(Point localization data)
● ● ● ● ●

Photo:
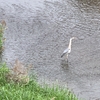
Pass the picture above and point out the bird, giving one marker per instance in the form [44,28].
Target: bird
[68,49]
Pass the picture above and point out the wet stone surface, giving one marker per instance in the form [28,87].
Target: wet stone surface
[39,31]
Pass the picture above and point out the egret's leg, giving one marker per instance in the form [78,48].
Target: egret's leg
[67,56]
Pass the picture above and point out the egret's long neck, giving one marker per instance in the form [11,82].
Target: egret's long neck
[70,43]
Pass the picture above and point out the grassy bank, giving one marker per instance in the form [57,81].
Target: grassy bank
[2,28]
[30,91]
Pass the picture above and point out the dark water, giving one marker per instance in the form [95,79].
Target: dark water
[39,31]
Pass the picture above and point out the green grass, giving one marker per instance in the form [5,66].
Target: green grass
[1,37]
[31,90]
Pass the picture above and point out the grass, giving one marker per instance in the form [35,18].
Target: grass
[31,90]
[2,28]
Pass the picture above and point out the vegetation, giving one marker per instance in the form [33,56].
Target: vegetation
[12,90]
[2,28]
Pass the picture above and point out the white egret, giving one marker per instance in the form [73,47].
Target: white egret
[68,49]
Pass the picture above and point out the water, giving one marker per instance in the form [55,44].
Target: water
[39,31]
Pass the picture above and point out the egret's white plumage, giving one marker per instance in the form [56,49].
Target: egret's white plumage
[68,50]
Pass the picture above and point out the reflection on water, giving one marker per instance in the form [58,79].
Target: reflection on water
[89,5]
[38,32]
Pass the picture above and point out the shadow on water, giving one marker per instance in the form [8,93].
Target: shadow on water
[39,36]
[89,5]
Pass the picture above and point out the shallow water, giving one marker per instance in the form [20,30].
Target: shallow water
[39,31]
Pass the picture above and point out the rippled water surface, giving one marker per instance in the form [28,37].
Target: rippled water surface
[39,31]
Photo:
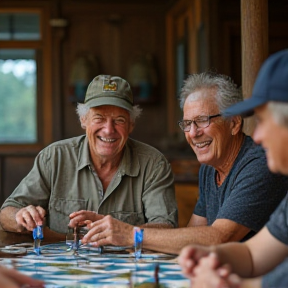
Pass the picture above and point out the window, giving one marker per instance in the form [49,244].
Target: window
[22,85]
[18,119]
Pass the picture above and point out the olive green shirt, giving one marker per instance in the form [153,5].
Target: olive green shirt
[63,180]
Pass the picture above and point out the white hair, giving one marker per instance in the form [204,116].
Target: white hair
[279,111]
[82,110]
[227,92]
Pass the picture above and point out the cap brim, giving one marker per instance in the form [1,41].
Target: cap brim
[113,101]
[244,108]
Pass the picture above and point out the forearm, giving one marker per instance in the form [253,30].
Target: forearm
[251,283]
[173,240]
[157,225]
[237,255]
[8,220]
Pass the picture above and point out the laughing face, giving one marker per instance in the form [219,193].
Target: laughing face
[211,144]
[107,129]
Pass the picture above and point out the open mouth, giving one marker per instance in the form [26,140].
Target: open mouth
[202,144]
[107,140]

● ● ● ● ●

## [EXERCISE GOAL]
Beginning at the line that contains "Target: vegetation", retype each line of the data above through the very last one. Do not retype the pictures.

## [SOLUTION FOR THIS TASK]
Target: vegetation
[12,90]
[2,28]
Pass the picture above and point out the white egret, giving one marker per instance in the form [73,47].
Target: white egret
[68,49]
Pass the picture above and point out the water, giving one marker per instance in the form [55,44].
Target: water
[39,31]
Pass the picture above and point out the egret's white plumage, giving one marker per instance in the form [56,49].
Target: egret's white plumage
[68,50]
Pass the picture above and point out the reflection on water, giving one marker per instance in the form [58,79].
Target: reflection on water
[89,5]
[38,32]
Pass the picture above and point out the shadow on water, giving one marker per instance in the form [8,93].
Target: shadow on water
[39,36]
[89,5]
Pass the picture above and point out the shallow water, giving one marker per instance in the form [20,30].
Target: shallow water
[39,31]
Pass the picture above and point out the rippled water surface, giving one marker per instance in the form [28,37].
Target: rippled water surface
[39,31]
Photo:
Pass the picture above and point out the window, giving one marker per instance in the form [49,244].
Target: window
[22,85]
[18,119]
Pass the picture above and point out the olive green shirt, giving one marker per instance in the form [153,5].
Target: olive green shirt
[63,180]
Pass the picture above and point out the white hair, giving one marker per instance in the form [204,116].
Target: white hair
[279,111]
[82,110]
[227,92]
Pass the picture above and point out the cap brim, giving one marker per instance in the form [1,41].
Target: cap brim
[113,101]
[244,108]
Pass the picture above and point out the forearm, giving one marker per instance in the form [253,30].
Target: forearm
[251,283]
[173,240]
[157,225]
[237,255]
[8,220]
Pass the picture above and point out the laughing face, giving one marker per instance in the form [219,193].
Target: laughing face
[211,144]
[107,129]
Pass the picture above and point out the open mouth, giving one marker per instance in the form [26,140].
Target: open mouth
[202,144]
[107,140]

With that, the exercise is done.